Exercise aim ▸
Emit all the data exactly as provided.

[Opening Given data section]

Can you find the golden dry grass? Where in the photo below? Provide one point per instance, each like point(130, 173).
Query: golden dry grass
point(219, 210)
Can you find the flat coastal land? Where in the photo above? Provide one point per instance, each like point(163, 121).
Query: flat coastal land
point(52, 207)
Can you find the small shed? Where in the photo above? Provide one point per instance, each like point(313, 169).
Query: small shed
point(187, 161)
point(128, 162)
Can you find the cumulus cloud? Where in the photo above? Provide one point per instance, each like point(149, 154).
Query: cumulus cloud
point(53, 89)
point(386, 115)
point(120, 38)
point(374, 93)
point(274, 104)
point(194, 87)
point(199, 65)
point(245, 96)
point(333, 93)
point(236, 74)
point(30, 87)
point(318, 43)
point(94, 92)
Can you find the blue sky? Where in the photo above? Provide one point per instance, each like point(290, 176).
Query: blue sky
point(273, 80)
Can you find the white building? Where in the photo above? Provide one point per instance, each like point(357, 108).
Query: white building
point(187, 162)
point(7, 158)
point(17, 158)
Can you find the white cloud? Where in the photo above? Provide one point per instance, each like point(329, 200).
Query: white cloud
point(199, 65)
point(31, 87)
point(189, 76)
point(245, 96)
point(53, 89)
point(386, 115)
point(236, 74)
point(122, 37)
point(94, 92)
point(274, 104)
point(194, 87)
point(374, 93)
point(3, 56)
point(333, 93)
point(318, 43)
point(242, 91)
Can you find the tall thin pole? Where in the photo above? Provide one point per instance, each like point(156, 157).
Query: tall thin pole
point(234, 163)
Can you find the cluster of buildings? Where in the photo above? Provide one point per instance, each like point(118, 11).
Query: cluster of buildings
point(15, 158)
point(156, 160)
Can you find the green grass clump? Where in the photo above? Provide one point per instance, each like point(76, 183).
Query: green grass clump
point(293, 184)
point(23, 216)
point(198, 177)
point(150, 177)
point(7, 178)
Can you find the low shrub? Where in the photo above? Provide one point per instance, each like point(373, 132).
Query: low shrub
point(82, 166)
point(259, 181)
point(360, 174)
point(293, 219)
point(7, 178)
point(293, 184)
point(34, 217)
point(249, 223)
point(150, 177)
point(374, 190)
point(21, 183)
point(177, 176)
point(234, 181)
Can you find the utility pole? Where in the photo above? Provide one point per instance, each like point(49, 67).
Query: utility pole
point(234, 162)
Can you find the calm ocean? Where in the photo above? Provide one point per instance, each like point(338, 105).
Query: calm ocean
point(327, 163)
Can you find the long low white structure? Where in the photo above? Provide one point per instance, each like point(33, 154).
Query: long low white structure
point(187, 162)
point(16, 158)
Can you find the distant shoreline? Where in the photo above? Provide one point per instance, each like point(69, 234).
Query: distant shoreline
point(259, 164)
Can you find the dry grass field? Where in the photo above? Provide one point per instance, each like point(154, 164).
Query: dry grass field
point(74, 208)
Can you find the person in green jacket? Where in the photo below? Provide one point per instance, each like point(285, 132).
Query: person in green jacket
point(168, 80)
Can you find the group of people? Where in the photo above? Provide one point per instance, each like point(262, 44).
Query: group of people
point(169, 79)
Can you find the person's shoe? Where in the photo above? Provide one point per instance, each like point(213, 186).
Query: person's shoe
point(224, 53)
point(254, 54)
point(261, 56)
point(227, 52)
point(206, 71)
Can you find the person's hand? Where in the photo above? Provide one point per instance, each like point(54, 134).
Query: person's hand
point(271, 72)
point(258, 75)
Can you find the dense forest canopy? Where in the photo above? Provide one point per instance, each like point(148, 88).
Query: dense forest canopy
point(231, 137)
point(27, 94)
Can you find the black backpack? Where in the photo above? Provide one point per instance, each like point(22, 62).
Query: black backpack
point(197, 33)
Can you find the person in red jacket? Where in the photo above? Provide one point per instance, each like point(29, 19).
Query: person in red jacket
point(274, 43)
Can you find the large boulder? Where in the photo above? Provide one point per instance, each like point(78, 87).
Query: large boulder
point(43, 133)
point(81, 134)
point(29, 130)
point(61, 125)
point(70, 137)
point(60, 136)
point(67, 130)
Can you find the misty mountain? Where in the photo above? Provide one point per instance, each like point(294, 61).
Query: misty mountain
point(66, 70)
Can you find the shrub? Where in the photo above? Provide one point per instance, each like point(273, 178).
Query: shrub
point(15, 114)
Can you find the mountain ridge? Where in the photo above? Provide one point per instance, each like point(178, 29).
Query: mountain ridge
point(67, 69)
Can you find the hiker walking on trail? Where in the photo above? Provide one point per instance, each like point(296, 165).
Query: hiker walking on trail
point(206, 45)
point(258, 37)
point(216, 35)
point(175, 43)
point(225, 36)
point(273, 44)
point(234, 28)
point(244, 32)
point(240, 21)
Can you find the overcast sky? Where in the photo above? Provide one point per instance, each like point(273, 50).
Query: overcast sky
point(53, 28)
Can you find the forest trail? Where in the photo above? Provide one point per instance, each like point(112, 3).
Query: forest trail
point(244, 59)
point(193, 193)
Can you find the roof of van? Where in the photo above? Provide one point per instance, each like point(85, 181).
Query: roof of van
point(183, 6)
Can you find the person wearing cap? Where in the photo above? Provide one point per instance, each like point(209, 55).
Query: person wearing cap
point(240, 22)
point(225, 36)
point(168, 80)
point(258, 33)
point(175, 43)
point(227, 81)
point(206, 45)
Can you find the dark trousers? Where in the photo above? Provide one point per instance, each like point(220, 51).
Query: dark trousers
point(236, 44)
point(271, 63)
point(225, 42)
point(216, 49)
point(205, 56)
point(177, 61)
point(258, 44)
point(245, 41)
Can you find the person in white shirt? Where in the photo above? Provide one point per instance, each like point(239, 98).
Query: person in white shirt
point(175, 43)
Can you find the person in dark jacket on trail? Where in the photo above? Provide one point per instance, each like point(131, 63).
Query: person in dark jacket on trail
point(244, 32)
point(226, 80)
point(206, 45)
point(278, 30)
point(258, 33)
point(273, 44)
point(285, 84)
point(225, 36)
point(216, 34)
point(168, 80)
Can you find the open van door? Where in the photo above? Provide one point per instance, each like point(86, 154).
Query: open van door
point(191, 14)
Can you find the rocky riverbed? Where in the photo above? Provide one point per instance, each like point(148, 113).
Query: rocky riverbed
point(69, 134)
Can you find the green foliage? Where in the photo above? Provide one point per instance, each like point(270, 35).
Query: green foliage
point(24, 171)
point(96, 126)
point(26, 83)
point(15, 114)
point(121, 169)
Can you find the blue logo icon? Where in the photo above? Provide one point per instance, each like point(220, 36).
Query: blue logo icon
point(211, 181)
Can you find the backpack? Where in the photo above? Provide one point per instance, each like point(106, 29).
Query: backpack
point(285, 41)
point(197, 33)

[Closing Given data section]

Result below ▸
Can you find the golden dry grass? Where in the photo below? Provide one point per instance, each like point(130, 173).
Query: golden dry grass
point(219, 210)
Can you find the flat coastal land? Where in the photo above? Provide one point per instance, each like point(163, 121).
Query: flat coastal land
point(52, 207)
Can you find the small shed? Where in the photo above? Provide one point per instance, each like point(313, 169).
Query: small shed
point(187, 161)
point(128, 162)
Can you find the cumulus cloud? Where in the photo above? Provide one point per instance, each like point(149, 154).
Query: cumulus cloud
point(53, 89)
point(386, 115)
point(120, 38)
point(374, 93)
point(274, 104)
point(194, 87)
point(199, 65)
point(245, 96)
point(333, 93)
point(236, 74)
point(30, 87)
point(318, 43)
point(94, 92)
Can you find the blue sky? Where in the photo above? Provide one point per instance, each like point(290, 176).
Query: blue sky
point(273, 80)
Can you find the white building? Where in the photo above? Provide one point per instance, each like point(357, 108).
Query: white building
point(187, 162)
point(7, 158)
point(17, 158)
Can you find the white cloud? Where in the photo above? Provide one point per instance, each like point(329, 200).
Query: white cloud
point(199, 65)
point(31, 87)
point(189, 76)
point(245, 96)
point(53, 89)
point(386, 115)
point(236, 74)
point(122, 37)
point(94, 92)
point(274, 104)
point(194, 87)
point(374, 93)
point(3, 56)
point(333, 93)
point(318, 43)
point(242, 91)
Can you find the tall thin pole? Where in the photo above? Provide one point per instance, each like point(156, 157).
Query: tall thin pole
point(234, 163)
Can you find the cluster of buildings? Where in the photo above? Provide one point per instance, each like point(118, 11).
Query: cluster of buildings
point(15, 158)
point(156, 160)
Can you find the green grass clump? Where in the photo above? Provide one point per instance, each like point(76, 183).
Query: green grass clump
point(293, 184)
point(23, 216)
point(198, 177)
point(150, 177)
point(7, 178)
Can you find the low shrub? Where in the photo above? Provide one point per instance, each like point(373, 132).
Query: low shrub
point(82, 166)
point(259, 181)
point(360, 174)
point(293, 219)
point(7, 178)
point(293, 184)
point(34, 217)
point(249, 223)
point(150, 177)
point(374, 190)
point(21, 183)
point(177, 176)
point(234, 181)
Can you find the utility pole? Where in the photo above? Provide one point per instance, each like point(49, 67).
Query: utility pole
point(234, 162)
Can you find the calm ocean? Where in the photo above? Provide one point per instance, each like point(338, 105).
Query: calm ocean
point(327, 163)
Can you find the long low white structure? Where in the photo above? Provide one point per instance, each like point(33, 154).
Query: long low white structure
point(187, 162)
point(16, 158)
Can you find the distant shoreline? Where in the photo above? Provide one point per instance, each like point(69, 234).
Query: distant shoreline
point(259, 164)
Can you find the dry grass field? Where in the photo above? Provide one point per instance, each like point(154, 164).
Query: dry grass field
point(74, 208)
Can you find the person in green jacket? Where in the photo below? Provide one point per instance, each like point(285, 132).
Query: person in green jacket
point(168, 80)
Can you find the group of people? Where in the photo above? Provide one point per instance, each like point(262, 44).
Query: group of people
point(169, 79)
Can you find the person's shoe? Where in the photo above? Provide one point per instance, each like point(213, 186).
Query: person's shoe
point(224, 53)
point(254, 54)
point(261, 56)
point(227, 52)
point(206, 71)
Can you find the person's hand? Where in the photo above? Provide one point per instance, each like point(54, 134).
Query: person's hand
point(271, 72)
point(258, 75)
Can you find the dense forest canopy? Where in the photo above? Provide one point per instance, each like point(148, 88).
Query: dense forest canopy
point(231, 137)
point(27, 94)
Can you find the black backpack? Where in the photo above? Provide one point per instance, each like point(22, 62).
Query: black backpack
point(197, 33)
Can you find the person in red jacket? Where in the photo above? Provide one point per instance, each like point(29, 19).
Query: person in red jacket
point(274, 43)
Can you find the large boulder? Where in the photo above? Provide one point per instance, each like point(78, 87).
Query: large boulder
point(43, 133)
point(81, 134)
point(29, 130)
point(61, 125)
point(70, 137)
point(60, 136)
point(67, 130)
Can you find the misty mountain? Where in the photo above? Provide one point per instance, each like point(294, 61).
Query: misty mountain
point(66, 70)
Can you find the shrub? Where in the photo above? Provide one point per instance, each like point(273, 178).
Query: shrub
point(15, 114)
Can you find the mountain ridge? Where in the photo above? Provide one point per instance, each like point(178, 29).
Query: mountain ridge
point(67, 69)
Can you find the hiker walking on trail? Where in the photo above? Provide one point per instance, each like point(296, 165).
Query: hiker walking on trail
point(206, 45)
point(258, 37)
point(216, 35)
point(175, 43)
point(225, 36)
point(273, 44)
point(234, 28)
point(244, 32)
point(240, 21)
Can you find the overcast sky? Where in the photo above? Provide one point per instance, each like point(273, 50).
Query: overcast sky
point(53, 28)
Can you find the forest trail? Where in the photo above? Provide one point per instance, each like point(112, 3).
Query: forest trail
point(244, 59)
point(193, 193)
Can you find the roof of van? Where in the photo above? Provide one point per instance, each like point(85, 181).
Query: roof of van
point(183, 6)
Can you find the person wearing cap? Where in the photo above? Provide one point per instance, each like point(209, 55).
Query: person wearing cap
point(240, 22)
point(225, 36)
point(168, 80)
point(258, 33)
point(175, 43)
point(227, 81)
point(206, 45)
Can you find the dark trousers? Where in the photo above? Provide one point per instance, each like point(220, 51).
Query: dark trousers
point(236, 44)
point(271, 63)
point(225, 42)
point(216, 49)
point(205, 56)
point(177, 61)
point(258, 44)
point(245, 41)
Can you find the person in white shirt? Where in the photo above? Provide one point per instance, each like point(239, 98).
Query: person in white shirt
point(175, 43)
Can you find the person in dark jacket on trail? Where in the photo above? Provide one point per instance, each like point(131, 63).
Query: person in dark jacket on trail
point(244, 32)
point(226, 80)
point(206, 45)
point(278, 30)
point(258, 33)
point(273, 44)
point(285, 84)
point(225, 36)
point(216, 34)
point(168, 80)
Can you find the open van door? Where in the photo above? Provide one point per instance, each like point(86, 154).
Query: open van door
point(191, 14)
Can you find the rocky riverbed? Where in the photo above? Provide one point per instance, each like point(148, 113).
Query: rocky riverbed
point(69, 134)
Can you find the green foliage? Where in the photo above? Provide one point per instance, each like point(270, 35).
Query: green foliage
point(24, 171)
point(96, 126)
point(26, 83)
point(15, 114)
point(121, 169)
Can you find the blue logo icon? Where in the photo above? Provide one point per instance, each like point(220, 36).
Query: blue logo icon
point(211, 181)
Can you find the backpack? Where in the photo above? Provide one point per instance, each like point(106, 29).
Query: backpack
point(285, 41)
point(197, 33)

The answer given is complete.